Problem statement
Rewrite the part that opens with the line containing "Instruction set for this micro-task: find shadow" and closes with the line containing "[0,680,597,800]". Keep every line in that part, and raise each bounding-box coordinate by 93.

====

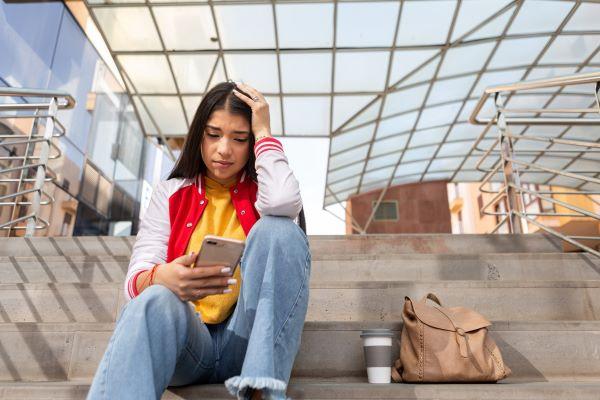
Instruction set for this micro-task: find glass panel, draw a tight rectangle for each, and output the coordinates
[506,93,550,111]
[344,99,381,130]
[367,151,402,171]
[329,176,360,193]
[447,123,484,141]
[439,43,496,77]
[208,58,227,89]
[563,126,598,141]
[452,0,510,41]
[376,112,418,139]
[402,145,437,163]
[392,174,421,185]
[488,37,549,68]
[371,135,408,157]
[327,162,365,182]
[417,102,462,129]
[362,167,394,186]
[429,155,464,172]
[458,97,496,122]
[469,68,525,95]
[569,159,600,172]
[396,161,429,176]
[275,4,333,48]
[527,67,575,81]
[390,50,439,86]
[410,126,448,147]
[334,51,389,92]
[424,172,453,181]
[521,173,554,183]
[133,96,158,135]
[396,58,440,88]
[381,84,429,117]
[336,2,399,47]
[550,94,594,110]
[142,96,187,135]
[330,124,375,154]
[427,75,475,105]
[453,171,485,182]
[225,53,279,93]
[463,5,515,41]
[396,1,456,46]
[92,7,162,51]
[280,52,332,93]
[153,6,219,50]
[118,55,176,93]
[333,95,379,130]
[329,145,369,169]
[548,176,583,187]
[508,0,573,35]
[169,54,217,93]
[214,4,275,49]
[535,156,573,169]
[565,3,600,31]
[265,96,286,136]
[540,35,600,64]
[181,96,202,124]
[438,142,472,157]
[360,179,387,193]
[283,96,329,136]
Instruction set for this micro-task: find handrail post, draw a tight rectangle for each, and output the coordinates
[25,97,58,237]
[494,93,523,233]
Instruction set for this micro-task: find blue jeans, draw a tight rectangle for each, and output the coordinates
[87,216,311,400]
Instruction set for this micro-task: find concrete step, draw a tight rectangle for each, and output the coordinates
[0,378,600,400]
[0,280,600,323]
[0,234,562,257]
[0,253,600,283]
[0,321,600,382]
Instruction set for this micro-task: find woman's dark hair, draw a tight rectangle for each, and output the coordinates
[167,82,306,233]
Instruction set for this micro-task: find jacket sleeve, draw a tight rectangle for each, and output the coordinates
[254,137,302,219]
[124,181,171,301]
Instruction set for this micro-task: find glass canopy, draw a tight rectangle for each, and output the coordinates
[86,0,600,206]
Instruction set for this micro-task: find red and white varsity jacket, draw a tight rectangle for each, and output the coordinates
[124,138,302,300]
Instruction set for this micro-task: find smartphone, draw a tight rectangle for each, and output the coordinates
[193,235,245,276]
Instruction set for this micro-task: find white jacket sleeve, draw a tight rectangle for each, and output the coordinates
[254,137,302,219]
[124,181,171,300]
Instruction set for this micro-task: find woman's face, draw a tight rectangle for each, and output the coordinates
[202,110,252,183]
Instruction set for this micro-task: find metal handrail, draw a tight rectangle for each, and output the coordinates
[0,87,75,236]
[469,72,600,257]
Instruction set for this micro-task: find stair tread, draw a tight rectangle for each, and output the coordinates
[0,320,600,332]
[0,378,600,399]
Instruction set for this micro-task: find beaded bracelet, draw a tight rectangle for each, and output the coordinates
[148,264,160,286]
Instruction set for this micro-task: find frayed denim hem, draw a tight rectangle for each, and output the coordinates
[225,376,291,400]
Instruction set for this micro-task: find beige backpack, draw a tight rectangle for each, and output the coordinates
[392,293,511,383]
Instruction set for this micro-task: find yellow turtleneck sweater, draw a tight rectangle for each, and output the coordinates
[186,176,246,324]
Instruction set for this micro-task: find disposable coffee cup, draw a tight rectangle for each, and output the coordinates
[360,329,394,383]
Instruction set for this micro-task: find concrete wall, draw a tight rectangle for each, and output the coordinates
[346,181,452,234]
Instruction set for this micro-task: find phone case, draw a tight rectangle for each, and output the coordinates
[195,235,245,272]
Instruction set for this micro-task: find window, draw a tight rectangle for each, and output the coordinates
[60,213,73,236]
[371,201,398,221]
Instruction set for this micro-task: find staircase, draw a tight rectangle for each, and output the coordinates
[0,234,600,399]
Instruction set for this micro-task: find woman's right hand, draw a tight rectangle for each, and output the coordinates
[154,253,236,301]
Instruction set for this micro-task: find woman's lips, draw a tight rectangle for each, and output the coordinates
[213,161,233,169]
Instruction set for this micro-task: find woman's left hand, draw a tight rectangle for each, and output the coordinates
[233,83,271,137]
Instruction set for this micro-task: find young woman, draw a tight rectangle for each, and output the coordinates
[88,82,311,400]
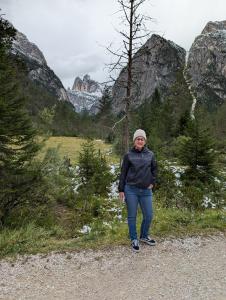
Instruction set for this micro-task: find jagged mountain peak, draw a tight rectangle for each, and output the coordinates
[11,31,69,101]
[12,31,47,65]
[201,20,226,34]
[112,34,186,113]
[187,21,226,110]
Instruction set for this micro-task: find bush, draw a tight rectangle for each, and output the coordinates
[78,141,114,198]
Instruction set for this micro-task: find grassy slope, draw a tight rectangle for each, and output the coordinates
[0,208,226,258]
[39,136,119,164]
[0,137,226,258]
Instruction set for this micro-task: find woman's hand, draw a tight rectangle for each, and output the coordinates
[119,192,125,201]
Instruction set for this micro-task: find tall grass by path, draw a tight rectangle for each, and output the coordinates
[0,208,226,258]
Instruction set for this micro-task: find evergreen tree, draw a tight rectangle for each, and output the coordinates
[98,86,112,118]
[178,117,216,185]
[78,141,113,198]
[0,17,39,224]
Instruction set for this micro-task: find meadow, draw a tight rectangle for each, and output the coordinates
[39,136,119,164]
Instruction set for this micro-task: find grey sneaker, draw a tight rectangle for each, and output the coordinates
[131,240,140,252]
[140,237,156,246]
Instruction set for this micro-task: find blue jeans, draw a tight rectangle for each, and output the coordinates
[124,184,153,240]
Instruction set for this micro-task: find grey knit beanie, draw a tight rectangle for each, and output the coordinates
[133,129,147,141]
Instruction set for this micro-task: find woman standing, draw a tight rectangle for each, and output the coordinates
[118,129,157,252]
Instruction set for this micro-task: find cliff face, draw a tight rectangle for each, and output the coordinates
[67,74,102,113]
[187,21,226,109]
[112,35,186,113]
[12,32,68,101]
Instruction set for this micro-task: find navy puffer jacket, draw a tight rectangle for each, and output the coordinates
[118,147,157,192]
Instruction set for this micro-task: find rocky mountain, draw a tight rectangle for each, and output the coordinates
[112,34,186,113]
[67,74,103,113]
[12,32,68,101]
[187,21,226,109]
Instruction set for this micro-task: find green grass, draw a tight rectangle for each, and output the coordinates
[39,136,119,164]
[0,208,226,258]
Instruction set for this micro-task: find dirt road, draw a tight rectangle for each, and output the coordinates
[0,235,226,300]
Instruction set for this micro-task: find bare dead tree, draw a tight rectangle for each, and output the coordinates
[107,0,152,152]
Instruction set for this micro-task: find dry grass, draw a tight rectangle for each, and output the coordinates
[39,136,119,163]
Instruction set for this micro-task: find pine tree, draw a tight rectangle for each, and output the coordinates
[179,117,216,185]
[0,17,39,224]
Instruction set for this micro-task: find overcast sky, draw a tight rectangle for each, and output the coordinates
[0,0,226,88]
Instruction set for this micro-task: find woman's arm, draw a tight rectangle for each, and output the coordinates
[118,154,129,192]
[151,154,158,184]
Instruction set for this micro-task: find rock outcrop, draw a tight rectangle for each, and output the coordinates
[186,21,226,109]
[11,32,68,101]
[67,74,103,113]
[112,34,186,113]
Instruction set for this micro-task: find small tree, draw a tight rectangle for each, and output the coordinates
[107,0,151,153]
[78,141,113,199]
[178,118,216,185]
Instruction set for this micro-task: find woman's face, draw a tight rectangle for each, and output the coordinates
[134,136,146,149]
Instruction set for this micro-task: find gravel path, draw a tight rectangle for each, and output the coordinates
[0,235,226,300]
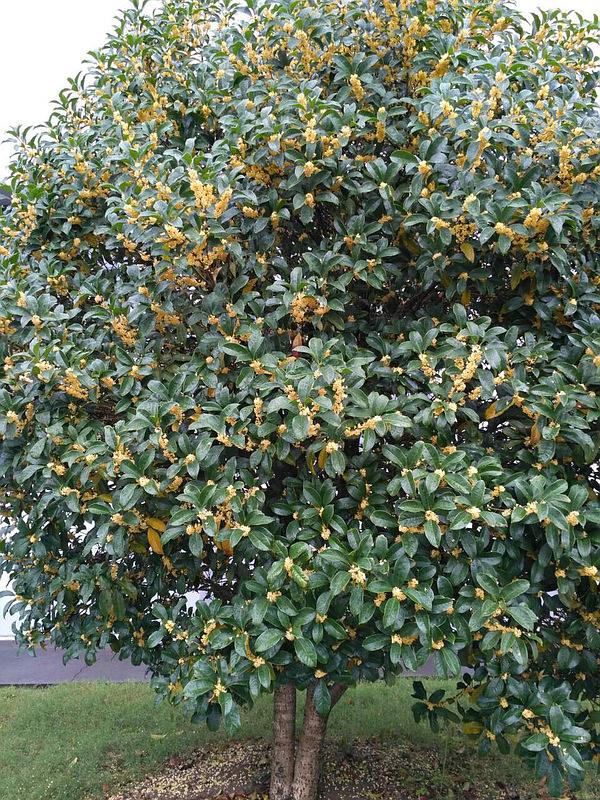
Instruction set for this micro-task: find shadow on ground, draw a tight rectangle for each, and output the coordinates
[105,739,556,800]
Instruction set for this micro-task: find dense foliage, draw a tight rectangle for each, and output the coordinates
[0,0,600,792]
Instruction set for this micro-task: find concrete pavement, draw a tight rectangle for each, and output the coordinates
[0,640,435,686]
[0,641,146,686]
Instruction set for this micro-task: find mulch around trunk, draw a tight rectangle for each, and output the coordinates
[103,739,564,800]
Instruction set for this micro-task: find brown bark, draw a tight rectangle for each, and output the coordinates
[269,684,296,800]
[292,683,347,800]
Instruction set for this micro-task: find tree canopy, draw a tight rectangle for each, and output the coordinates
[0,0,600,793]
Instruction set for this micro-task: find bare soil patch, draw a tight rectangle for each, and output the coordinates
[109,739,564,800]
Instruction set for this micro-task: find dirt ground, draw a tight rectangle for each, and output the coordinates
[109,740,564,800]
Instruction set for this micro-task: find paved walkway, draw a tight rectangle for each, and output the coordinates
[0,641,145,686]
[0,640,435,686]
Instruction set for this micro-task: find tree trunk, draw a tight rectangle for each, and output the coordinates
[292,684,347,800]
[269,684,296,800]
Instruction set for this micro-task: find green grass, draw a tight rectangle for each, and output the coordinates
[0,680,597,800]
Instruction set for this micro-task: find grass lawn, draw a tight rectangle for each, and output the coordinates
[0,680,599,800]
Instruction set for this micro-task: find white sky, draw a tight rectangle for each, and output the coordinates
[0,0,600,178]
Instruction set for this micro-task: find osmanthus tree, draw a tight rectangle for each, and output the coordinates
[0,0,600,800]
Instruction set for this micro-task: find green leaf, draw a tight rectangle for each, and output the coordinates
[294,638,317,669]
[254,628,283,653]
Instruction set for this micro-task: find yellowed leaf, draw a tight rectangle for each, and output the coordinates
[462,722,483,736]
[460,242,475,264]
[217,539,233,558]
[148,528,164,556]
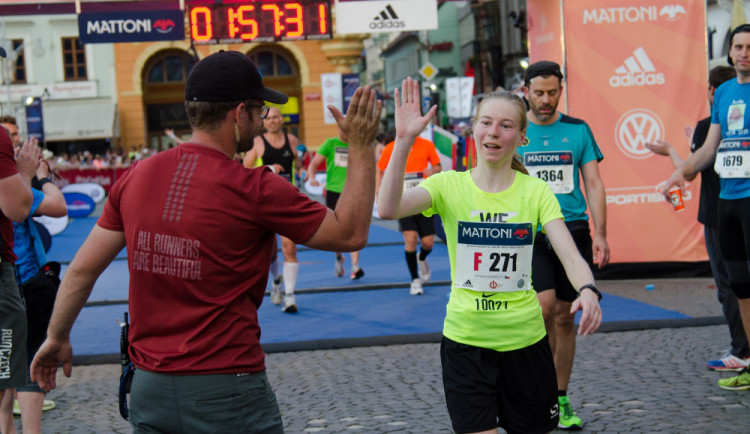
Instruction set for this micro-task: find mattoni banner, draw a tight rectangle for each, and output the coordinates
[563,0,709,262]
[529,0,709,263]
[336,0,438,34]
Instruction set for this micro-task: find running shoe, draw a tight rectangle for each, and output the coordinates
[350,267,365,280]
[719,368,750,390]
[13,399,55,416]
[557,396,583,430]
[417,259,432,282]
[281,295,297,313]
[409,278,424,295]
[706,353,750,372]
[271,276,284,306]
[336,256,344,277]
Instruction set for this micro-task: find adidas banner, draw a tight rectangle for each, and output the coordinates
[528,0,709,263]
[336,0,437,34]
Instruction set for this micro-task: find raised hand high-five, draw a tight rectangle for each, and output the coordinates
[394,77,437,139]
[328,86,383,152]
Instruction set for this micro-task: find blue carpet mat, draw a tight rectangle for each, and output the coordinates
[71,286,688,355]
[49,218,688,356]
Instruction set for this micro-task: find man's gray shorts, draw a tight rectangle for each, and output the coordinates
[0,262,28,389]
[130,369,284,434]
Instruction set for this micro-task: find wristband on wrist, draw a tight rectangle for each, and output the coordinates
[578,283,602,300]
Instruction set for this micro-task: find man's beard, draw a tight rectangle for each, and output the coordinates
[529,103,557,121]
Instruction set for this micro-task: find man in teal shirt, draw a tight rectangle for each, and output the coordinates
[518,61,609,429]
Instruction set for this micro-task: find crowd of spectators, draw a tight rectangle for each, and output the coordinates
[49,145,156,170]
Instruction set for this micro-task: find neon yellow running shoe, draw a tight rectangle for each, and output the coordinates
[719,368,750,390]
[557,396,583,430]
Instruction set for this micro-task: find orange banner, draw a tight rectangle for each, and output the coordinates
[529,0,709,263]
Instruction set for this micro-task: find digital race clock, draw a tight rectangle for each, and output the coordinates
[188,0,331,44]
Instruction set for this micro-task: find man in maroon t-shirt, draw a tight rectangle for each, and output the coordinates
[0,127,41,401]
[31,51,382,432]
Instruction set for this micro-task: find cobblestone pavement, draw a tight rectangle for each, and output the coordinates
[17,326,750,433]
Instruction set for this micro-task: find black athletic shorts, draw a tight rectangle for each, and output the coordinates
[440,336,559,433]
[716,198,750,300]
[531,220,594,302]
[398,213,435,238]
[326,190,341,210]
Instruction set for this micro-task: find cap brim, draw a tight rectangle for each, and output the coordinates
[258,87,289,104]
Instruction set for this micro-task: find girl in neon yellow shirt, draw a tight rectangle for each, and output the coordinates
[378,78,601,433]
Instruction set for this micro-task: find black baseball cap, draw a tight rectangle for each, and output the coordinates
[523,60,562,86]
[185,50,289,104]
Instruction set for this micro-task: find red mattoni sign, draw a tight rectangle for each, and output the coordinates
[78,10,185,44]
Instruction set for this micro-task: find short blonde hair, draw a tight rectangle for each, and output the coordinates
[471,90,529,175]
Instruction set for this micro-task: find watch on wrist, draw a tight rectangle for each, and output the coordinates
[578,283,602,300]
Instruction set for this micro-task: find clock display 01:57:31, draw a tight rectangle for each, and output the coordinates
[188,0,331,44]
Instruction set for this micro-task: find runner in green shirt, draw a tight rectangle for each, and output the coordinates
[303,128,365,280]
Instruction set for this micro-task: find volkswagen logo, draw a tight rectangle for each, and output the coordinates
[615,108,664,160]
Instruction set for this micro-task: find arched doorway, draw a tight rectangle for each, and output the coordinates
[248,45,305,143]
[142,50,195,151]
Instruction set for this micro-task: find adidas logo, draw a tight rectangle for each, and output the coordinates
[609,47,665,87]
[370,4,406,29]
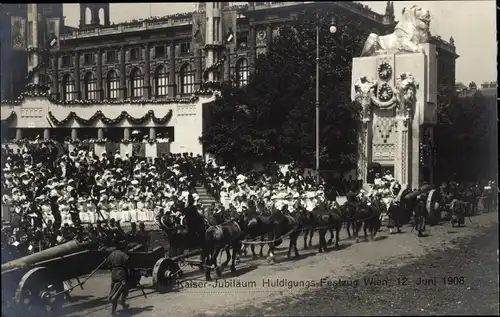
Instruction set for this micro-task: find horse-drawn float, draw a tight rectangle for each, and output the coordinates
[1,240,175,316]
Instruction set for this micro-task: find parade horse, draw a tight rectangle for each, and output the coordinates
[450,198,467,227]
[268,205,303,262]
[354,201,382,242]
[242,201,276,258]
[387,200,405,234]
[340,201,358,239]
[203,209,244,281]
[296,202,319,249]
[315,202,345,253]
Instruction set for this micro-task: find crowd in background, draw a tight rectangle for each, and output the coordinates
[1,141,203,258]
[1,137,497,260]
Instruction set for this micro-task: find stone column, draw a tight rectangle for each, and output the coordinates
[95,48,104,100]
[194,48,203,90]
[142,44,151,100]
[357,121,372,184]
[149,128,156,140]
[168,42,177,97]
[16,128,23,140]
[97,128,104,140]
[123,128,130,140]
[120,46,127,100]
[74,51,82,99]
[50,54,60,100]
[248,25,257,75]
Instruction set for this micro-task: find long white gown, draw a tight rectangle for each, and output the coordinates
[137,200,146,222]
[129,202,138,223]
[118,201,130,222]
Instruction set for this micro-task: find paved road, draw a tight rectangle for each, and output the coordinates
[59,213,498,317]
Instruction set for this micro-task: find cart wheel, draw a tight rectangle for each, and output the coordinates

====

Full response
Instruction set for this micro-task: find shadow on ground, draw a tight rectangle for each, and output the coordinates
[198,832,649,893]
Instruction set for this micro-task: find dense foliage, draw a tight rectangle for each, and output the coordinates
[93,93,693,885]
Instruction set for this micro-task: find concrete pavement, draw a tight rectangle for each, and output the coordinates
[93,733,528,779]
[93,734,239,779]
Instruction set for this micro-task: find mulch around trunk, draw a tight rectangle for each, and output the coordinates
[196,832,657,893]
Instruction set for this micro-task: find brown bark, draw a tight rectangle for each, and output the coordinates
[362,777,389,893]
[385,776,440,893]
Instruction set for this micro-task: find tree canopy, draw a tight rectangle for each, and output the coordinates
[93,93,693,886]
Instruction set for this micro-task: find bare soil patch, draw a tight rectangle for each, and output the coordinates
[202,832,657,893]
Instruction set for this micro-task: find dirt ground, draw a tight rectangle for each, and output the coordinates
[202,833,657,893]
Instruction set for this micro-task: find paved walkway, draw a tight rectangle for each, and output the coordinates
[93,734,238,779]
[93,733,528,779]
Instruction set for this micro-task: find tree trunk, draw a tight rectangle for each, and output the coordinates
[385,777,440,893]
[362,777,389,893]
Instruction set for this micro-task: find green grass, draw a tight rectangle for each, and output the coordinates
[93,773,690,893]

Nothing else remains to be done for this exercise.